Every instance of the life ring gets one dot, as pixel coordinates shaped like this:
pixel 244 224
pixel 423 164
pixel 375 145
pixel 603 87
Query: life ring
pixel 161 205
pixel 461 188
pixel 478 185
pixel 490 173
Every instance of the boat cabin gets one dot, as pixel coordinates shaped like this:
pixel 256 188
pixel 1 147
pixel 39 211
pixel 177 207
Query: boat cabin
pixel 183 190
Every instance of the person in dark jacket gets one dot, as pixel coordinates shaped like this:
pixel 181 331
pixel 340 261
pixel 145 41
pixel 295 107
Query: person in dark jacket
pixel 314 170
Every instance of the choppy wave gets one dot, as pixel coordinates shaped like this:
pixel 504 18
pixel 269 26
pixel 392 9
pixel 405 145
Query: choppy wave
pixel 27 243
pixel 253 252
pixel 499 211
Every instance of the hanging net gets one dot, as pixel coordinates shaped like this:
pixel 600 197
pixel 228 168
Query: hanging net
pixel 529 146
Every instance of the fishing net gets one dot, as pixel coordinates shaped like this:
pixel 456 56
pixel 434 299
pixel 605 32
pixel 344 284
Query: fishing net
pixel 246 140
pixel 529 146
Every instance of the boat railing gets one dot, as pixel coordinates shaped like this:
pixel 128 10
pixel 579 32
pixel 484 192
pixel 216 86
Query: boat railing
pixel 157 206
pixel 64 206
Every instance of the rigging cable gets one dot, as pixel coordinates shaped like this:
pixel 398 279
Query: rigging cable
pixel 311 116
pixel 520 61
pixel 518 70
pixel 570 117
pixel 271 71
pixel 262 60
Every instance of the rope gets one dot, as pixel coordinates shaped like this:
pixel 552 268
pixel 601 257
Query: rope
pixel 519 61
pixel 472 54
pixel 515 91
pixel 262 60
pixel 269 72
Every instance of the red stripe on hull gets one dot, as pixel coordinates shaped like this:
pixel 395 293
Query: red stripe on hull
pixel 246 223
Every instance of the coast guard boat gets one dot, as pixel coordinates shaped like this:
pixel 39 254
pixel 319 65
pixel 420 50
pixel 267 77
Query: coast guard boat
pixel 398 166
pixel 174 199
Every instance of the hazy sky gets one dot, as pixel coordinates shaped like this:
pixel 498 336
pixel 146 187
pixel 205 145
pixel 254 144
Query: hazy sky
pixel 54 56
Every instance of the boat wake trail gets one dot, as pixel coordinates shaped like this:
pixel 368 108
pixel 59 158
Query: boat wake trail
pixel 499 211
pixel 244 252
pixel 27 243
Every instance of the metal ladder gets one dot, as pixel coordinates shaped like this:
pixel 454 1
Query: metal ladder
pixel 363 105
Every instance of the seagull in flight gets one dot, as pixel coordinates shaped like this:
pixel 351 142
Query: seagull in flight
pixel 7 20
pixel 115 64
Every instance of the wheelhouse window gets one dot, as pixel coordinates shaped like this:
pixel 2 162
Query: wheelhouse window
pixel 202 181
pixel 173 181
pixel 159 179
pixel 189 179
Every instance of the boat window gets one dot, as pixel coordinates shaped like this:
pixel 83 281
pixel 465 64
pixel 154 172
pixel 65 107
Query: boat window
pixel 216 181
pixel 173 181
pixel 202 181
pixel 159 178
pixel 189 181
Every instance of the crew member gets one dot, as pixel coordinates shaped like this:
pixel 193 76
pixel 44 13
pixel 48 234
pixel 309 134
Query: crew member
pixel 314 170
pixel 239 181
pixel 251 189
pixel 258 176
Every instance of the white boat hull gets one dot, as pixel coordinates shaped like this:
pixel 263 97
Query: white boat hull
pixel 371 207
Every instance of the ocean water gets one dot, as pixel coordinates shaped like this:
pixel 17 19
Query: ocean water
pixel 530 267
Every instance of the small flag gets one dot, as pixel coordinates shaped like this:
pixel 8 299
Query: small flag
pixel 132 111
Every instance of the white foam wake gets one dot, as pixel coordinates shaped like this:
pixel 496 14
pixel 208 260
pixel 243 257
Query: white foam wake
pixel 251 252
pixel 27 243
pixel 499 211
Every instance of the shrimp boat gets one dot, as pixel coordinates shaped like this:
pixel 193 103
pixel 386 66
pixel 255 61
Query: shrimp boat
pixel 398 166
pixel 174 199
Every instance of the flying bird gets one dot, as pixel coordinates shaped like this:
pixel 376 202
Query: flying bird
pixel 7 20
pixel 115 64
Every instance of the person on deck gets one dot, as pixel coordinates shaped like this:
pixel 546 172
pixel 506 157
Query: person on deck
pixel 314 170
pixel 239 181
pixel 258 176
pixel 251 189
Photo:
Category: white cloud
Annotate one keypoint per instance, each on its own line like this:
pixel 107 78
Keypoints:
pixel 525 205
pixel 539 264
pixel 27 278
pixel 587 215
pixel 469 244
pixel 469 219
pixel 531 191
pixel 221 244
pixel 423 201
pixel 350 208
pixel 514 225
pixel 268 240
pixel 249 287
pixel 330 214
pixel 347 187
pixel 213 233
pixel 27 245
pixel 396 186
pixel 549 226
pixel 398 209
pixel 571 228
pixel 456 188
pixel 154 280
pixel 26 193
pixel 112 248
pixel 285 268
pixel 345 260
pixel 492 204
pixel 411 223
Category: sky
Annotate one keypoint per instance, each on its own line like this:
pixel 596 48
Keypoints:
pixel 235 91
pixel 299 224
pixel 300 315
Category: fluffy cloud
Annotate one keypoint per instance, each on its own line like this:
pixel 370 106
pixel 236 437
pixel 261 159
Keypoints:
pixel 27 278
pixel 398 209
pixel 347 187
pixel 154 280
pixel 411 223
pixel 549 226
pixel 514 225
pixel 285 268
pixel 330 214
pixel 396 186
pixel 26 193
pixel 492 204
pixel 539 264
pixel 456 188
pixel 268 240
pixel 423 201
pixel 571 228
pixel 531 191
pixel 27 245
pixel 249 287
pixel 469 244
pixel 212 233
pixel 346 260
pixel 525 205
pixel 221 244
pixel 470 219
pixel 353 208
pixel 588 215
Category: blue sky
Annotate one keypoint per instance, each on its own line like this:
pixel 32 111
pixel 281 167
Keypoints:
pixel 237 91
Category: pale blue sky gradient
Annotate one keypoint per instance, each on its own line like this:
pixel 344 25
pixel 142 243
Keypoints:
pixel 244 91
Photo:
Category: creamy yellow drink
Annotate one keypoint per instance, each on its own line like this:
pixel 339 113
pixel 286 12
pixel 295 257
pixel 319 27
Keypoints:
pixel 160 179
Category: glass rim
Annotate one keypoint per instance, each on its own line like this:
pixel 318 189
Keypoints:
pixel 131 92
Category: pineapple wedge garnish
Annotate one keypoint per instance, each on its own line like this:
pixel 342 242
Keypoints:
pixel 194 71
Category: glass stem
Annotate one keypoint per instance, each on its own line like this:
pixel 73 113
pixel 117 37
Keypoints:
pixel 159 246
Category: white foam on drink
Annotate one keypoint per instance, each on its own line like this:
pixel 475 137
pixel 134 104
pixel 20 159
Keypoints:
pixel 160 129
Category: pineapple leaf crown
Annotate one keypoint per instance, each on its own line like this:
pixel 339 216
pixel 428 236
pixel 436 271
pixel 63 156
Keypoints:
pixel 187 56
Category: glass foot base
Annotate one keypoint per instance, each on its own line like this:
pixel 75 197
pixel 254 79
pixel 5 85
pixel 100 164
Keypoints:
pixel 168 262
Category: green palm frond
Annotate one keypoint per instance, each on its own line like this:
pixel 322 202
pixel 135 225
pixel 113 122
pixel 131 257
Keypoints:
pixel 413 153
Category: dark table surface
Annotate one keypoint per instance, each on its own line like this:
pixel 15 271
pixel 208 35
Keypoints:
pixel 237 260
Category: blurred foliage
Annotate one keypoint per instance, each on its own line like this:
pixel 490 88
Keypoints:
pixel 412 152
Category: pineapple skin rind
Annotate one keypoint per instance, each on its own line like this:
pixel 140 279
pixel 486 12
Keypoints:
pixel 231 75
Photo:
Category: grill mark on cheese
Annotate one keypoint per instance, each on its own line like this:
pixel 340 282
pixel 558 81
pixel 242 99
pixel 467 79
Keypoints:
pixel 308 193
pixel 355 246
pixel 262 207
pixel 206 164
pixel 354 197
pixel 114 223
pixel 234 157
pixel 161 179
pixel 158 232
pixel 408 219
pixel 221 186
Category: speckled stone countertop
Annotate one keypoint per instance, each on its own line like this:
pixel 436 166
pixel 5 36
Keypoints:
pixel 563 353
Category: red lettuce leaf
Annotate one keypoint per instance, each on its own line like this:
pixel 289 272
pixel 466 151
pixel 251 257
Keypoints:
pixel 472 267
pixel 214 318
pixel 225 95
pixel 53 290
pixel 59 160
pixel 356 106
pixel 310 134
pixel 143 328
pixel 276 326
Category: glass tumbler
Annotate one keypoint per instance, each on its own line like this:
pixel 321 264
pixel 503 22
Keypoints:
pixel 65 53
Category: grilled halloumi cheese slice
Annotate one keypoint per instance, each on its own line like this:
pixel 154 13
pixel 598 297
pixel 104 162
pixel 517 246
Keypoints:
****************
The expected answer is an exact copy of the lines above, beginning at the line with "pixel 295 257" and ending at the line with "Category: pineapple leaf crown", with both ends in.

### Your response
pixel 295 257
pixel 319 27
Keypoints:
pixel 160 179
Category: glass rim
Annotate one keypoint per instance, each on its own line like this:
pixel 318 189
Keypoints:
pixel 131 92
Category: pineapple wedge garnish
Annotate one keypoint per instance, each on its own line like this:
pixel 342 242
Keypoints:
pixel 194 71
Category: glass stem
Annotate one keypoint per instance, each on its own line like this:
pixel 73 113
pixel 117 37
Keypoints:
pixel 159 246
Category: white foam on drink
Annotate one keypoint per instance, each on its own line like this:
pixel 475 137
pixel 134 104
pixel 20 159
Keypoints:
pixel 160 129
Category: pineapple leaf crown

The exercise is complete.